START

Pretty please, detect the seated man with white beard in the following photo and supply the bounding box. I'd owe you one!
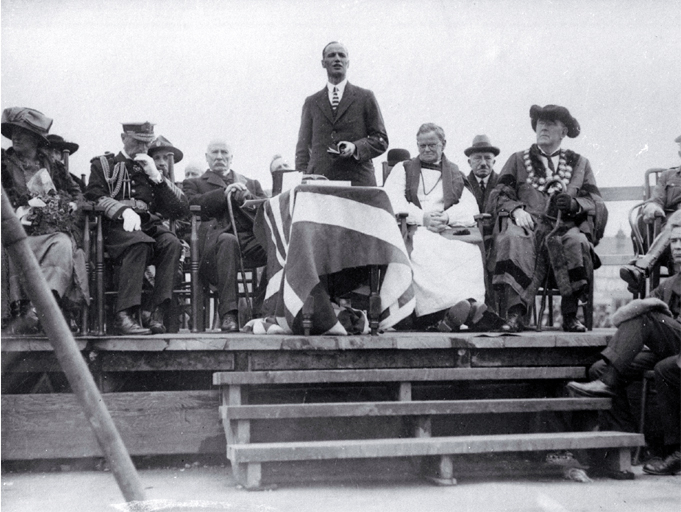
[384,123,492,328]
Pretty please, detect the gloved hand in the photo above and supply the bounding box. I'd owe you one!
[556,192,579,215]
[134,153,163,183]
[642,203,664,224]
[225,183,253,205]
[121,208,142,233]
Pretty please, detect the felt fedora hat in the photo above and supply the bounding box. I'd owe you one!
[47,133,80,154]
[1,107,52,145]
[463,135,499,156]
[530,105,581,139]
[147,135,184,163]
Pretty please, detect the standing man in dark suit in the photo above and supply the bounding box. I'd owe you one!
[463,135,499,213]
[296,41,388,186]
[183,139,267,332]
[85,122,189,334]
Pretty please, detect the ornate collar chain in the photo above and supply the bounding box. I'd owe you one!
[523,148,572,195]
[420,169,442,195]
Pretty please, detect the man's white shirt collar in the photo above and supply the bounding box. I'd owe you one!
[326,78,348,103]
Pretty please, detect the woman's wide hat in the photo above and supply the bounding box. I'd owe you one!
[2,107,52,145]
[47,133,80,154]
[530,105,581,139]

END

*Requirements*:
Render all of the items above as a numbered list with no blank lines. Leave the picture out.

*Exercise answer*:
1. Pretty please, detect the seated man with white beard in the following photo and supply the bounding box. I'd owe you one!
2. [384,123,492,328]
3. Pretty please, detect the gloved hand in the photo above and supply the bounding box. I'd owe you one!
4. [556,192,579,215]
5. [134,153,163,183]
6. [642,203,664,224]
7. [225,183,253,205]
8. [121,208,142,233]
9. Pretty please, detect the felt fedora hat in the photo above and supply the bounding box. I'd owe you one!
10. [47,133,80,154]
11. [1,107,52,145]
12. [463,135,499,156]
13. [530,105,581,139]
14. [147,135,184,163]
15. Pretty please, detect the standing man in dark suit in the photo above and supply the bounding box. I'd owe you one!
16. [463,135,499,213]
17. [296,41,388,186]
18. [183,139,267,332]
19. [85,122,189,334]
20. Pretty please, detect the ornate collar chain in the photo above and supply the bounding box. I'd owe you one!
21. [523,148,572,195]
22. [420,169,442,195]
23. Pretty please, detect the man's white shirt collar in the photo above and supply the bounding box. I'd owe you one!
24. [326,78,348,103]
25. Pretty please, detect the woman's wide hat in the photo above and supply the bounding box. I'd owe you one!
26. [2,107,52,145]
27. [47,133,80,154]
28. [530,105,581,139]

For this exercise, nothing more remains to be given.